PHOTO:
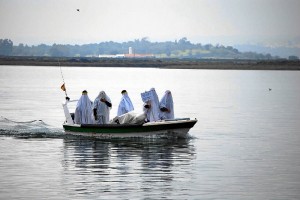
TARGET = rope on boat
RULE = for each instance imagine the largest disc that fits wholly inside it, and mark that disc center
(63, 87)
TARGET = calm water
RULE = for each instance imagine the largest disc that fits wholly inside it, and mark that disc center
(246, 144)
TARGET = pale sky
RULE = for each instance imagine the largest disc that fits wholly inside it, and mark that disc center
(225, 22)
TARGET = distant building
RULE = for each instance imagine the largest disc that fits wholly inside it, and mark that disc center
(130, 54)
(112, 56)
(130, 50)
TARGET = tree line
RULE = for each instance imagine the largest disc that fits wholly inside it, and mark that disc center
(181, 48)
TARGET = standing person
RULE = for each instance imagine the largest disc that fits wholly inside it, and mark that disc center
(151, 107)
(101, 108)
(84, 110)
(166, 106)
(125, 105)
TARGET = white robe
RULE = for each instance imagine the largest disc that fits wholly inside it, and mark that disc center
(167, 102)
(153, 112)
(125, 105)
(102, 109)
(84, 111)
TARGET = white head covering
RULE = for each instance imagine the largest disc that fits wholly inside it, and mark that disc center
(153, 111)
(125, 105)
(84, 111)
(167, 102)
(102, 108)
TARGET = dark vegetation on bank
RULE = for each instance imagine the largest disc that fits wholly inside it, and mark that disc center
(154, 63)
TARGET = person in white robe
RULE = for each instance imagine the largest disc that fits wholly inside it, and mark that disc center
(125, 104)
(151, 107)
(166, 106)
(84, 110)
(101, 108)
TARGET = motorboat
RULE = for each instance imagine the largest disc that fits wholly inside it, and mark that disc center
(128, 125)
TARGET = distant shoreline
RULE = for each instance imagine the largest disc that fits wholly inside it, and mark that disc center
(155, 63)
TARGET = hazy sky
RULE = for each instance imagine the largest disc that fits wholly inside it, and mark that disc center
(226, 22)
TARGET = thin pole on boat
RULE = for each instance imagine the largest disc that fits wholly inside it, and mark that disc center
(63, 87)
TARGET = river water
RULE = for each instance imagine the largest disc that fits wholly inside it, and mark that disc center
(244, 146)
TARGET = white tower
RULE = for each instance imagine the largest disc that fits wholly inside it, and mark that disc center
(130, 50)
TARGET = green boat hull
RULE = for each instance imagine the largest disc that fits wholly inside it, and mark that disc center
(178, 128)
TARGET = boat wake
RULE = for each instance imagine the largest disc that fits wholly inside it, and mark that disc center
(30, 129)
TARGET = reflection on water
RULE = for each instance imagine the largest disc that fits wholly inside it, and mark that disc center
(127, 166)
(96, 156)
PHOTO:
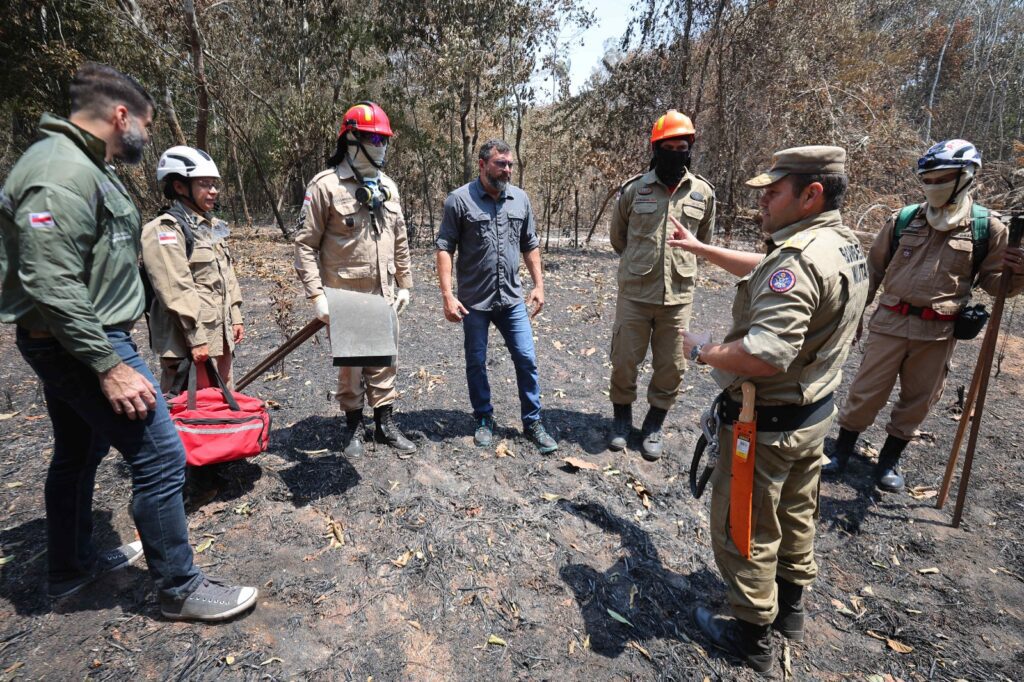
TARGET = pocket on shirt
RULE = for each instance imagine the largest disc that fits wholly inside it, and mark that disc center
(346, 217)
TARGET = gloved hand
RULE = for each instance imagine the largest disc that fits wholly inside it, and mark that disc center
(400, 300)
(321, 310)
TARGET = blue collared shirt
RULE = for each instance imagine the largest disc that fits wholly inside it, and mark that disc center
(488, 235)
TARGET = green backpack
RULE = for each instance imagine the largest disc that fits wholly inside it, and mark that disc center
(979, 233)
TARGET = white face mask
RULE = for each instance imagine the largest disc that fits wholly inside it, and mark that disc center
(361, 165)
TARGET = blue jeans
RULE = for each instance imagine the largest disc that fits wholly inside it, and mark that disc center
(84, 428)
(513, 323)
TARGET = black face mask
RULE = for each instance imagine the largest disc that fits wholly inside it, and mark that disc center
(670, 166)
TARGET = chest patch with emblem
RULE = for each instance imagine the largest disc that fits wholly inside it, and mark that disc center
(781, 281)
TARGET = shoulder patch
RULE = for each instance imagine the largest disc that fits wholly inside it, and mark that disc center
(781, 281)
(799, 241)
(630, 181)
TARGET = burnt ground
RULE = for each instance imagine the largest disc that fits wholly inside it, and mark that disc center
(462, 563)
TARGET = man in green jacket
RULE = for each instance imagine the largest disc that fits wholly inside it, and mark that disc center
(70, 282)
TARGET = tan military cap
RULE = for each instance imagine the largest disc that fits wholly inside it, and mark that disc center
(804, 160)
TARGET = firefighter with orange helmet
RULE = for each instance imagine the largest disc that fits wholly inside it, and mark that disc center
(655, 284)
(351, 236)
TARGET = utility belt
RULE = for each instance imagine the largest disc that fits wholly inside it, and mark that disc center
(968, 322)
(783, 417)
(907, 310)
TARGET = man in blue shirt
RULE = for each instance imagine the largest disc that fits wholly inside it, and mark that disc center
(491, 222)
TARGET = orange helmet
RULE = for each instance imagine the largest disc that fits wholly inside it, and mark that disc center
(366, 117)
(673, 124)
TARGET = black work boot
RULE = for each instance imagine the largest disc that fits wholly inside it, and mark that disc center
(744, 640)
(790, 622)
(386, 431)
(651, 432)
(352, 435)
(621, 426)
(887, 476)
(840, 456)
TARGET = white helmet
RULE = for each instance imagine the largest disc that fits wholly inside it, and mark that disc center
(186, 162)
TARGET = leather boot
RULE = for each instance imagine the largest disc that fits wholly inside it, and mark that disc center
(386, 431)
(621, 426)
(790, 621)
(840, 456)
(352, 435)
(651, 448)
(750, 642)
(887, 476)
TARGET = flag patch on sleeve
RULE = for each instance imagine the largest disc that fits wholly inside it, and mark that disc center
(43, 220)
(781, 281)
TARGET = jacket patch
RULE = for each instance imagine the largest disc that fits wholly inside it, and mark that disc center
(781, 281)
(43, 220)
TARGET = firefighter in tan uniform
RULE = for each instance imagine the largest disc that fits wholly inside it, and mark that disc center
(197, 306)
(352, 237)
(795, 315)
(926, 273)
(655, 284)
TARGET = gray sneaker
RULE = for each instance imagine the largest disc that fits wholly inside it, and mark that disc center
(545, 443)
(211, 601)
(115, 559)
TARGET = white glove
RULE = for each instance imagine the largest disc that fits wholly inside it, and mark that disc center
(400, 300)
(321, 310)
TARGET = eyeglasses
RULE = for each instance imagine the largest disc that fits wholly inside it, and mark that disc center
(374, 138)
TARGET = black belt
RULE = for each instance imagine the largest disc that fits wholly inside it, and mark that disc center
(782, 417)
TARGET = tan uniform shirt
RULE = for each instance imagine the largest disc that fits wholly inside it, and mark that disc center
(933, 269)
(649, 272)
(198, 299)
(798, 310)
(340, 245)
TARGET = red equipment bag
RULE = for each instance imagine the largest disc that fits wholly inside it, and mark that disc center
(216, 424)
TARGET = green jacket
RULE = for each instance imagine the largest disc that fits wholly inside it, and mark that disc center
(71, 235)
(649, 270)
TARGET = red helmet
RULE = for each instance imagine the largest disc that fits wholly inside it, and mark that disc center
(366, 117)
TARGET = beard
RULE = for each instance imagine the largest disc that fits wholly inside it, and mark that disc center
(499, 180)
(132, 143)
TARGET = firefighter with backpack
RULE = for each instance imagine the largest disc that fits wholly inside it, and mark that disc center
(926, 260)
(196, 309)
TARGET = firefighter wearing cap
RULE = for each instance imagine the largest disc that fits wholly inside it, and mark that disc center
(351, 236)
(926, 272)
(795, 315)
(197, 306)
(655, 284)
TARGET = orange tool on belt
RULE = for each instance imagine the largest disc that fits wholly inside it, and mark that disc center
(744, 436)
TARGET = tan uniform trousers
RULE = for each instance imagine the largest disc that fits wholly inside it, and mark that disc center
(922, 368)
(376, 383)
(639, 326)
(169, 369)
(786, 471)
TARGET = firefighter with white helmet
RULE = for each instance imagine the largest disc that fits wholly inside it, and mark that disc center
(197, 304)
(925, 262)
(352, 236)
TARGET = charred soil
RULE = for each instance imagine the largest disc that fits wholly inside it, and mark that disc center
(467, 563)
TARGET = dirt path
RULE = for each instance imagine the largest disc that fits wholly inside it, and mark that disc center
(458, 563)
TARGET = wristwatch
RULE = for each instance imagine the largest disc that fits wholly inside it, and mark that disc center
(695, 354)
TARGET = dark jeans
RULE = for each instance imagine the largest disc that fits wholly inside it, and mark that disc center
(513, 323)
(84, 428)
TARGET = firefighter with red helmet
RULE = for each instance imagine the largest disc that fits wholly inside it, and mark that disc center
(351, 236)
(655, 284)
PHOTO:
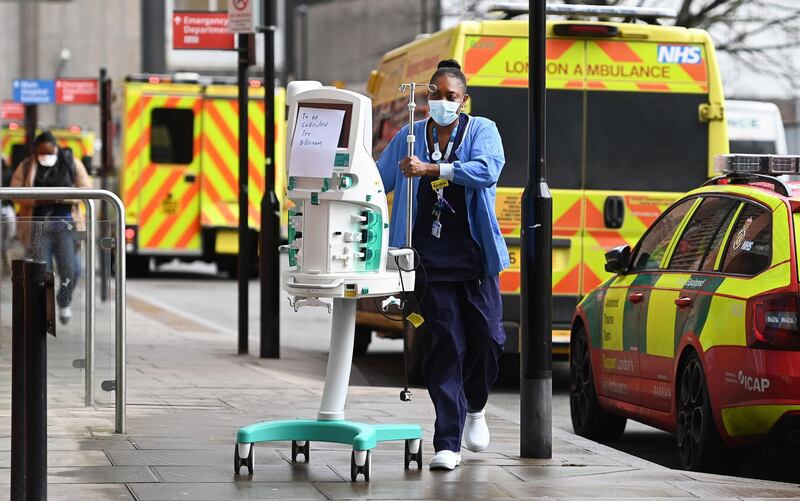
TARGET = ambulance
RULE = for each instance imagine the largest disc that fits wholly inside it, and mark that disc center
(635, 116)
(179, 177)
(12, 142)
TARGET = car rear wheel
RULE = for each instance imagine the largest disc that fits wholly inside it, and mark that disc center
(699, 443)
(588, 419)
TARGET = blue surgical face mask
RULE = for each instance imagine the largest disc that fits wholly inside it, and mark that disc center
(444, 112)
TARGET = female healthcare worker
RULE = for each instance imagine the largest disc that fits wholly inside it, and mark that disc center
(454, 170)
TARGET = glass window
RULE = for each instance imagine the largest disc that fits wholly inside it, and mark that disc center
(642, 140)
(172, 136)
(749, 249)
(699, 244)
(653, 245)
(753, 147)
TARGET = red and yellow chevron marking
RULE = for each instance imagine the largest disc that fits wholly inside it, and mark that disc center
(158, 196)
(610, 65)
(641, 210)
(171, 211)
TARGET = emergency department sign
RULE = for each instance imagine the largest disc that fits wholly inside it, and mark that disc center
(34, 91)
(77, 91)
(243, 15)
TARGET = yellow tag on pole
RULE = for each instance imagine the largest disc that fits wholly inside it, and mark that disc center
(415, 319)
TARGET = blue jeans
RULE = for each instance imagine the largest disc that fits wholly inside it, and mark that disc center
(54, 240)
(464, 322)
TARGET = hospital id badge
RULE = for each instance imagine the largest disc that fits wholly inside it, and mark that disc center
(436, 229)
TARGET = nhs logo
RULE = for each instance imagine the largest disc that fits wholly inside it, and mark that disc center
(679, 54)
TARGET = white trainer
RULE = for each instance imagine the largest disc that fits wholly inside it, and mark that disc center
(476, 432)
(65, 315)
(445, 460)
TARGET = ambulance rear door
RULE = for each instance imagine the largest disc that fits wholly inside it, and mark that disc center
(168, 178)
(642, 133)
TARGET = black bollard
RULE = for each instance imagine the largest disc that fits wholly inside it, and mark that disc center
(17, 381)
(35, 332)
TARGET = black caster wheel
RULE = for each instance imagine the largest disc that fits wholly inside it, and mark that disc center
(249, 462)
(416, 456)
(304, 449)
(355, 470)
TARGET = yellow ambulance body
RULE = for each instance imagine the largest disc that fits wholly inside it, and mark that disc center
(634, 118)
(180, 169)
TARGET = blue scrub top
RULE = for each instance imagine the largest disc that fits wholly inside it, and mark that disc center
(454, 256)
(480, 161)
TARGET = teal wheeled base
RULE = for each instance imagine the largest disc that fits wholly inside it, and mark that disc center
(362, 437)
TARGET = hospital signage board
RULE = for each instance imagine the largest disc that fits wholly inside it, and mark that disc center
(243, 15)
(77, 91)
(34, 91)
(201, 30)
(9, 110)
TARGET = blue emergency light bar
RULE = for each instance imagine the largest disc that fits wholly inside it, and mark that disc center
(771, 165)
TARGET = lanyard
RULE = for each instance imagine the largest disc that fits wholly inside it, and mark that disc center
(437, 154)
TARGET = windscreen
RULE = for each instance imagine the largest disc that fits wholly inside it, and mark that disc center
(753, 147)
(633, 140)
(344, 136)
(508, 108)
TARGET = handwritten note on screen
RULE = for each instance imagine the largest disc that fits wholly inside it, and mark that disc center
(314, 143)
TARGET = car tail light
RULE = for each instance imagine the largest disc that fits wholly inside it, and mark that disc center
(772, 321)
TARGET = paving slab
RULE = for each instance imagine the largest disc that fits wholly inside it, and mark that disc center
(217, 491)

#### ABOUT THIS TASK
Extract, from the material above, each line holding the word "blue".

#### ANSWER BOX
TARGET = blue collared shirt
TARGET = blue jeans
TARGET = man in blue shirt
TARGET = blue surgical face mask
TARGET = blue jeans
TARGET = blue scrub top
TARGET = blue emergency light bar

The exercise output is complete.